* _Given information_:
____

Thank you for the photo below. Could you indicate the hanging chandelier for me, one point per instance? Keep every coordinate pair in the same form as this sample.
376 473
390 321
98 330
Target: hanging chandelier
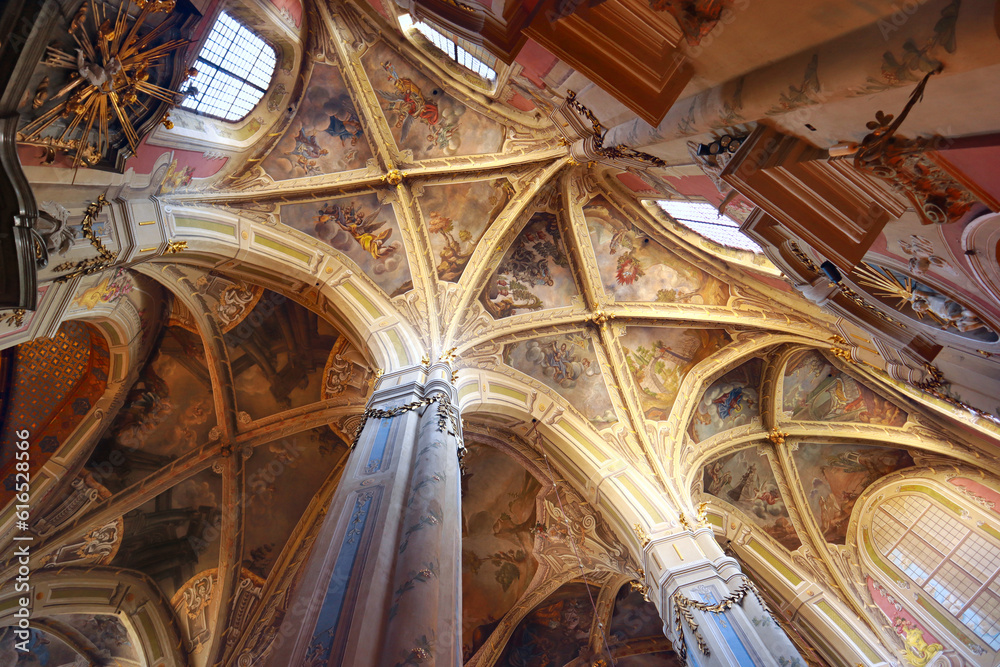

____

* _Exercise_: A faithful reproduction of every entry, with no pictures, is the expected answer.

* _The completed task_:
Thank you for the photo below. Could you indicate the hanging chandelier for me, one point per instance? Keep every coordinate pair in the same form as this sample.
376 473
390 321
98 330
Target: hanging chandelier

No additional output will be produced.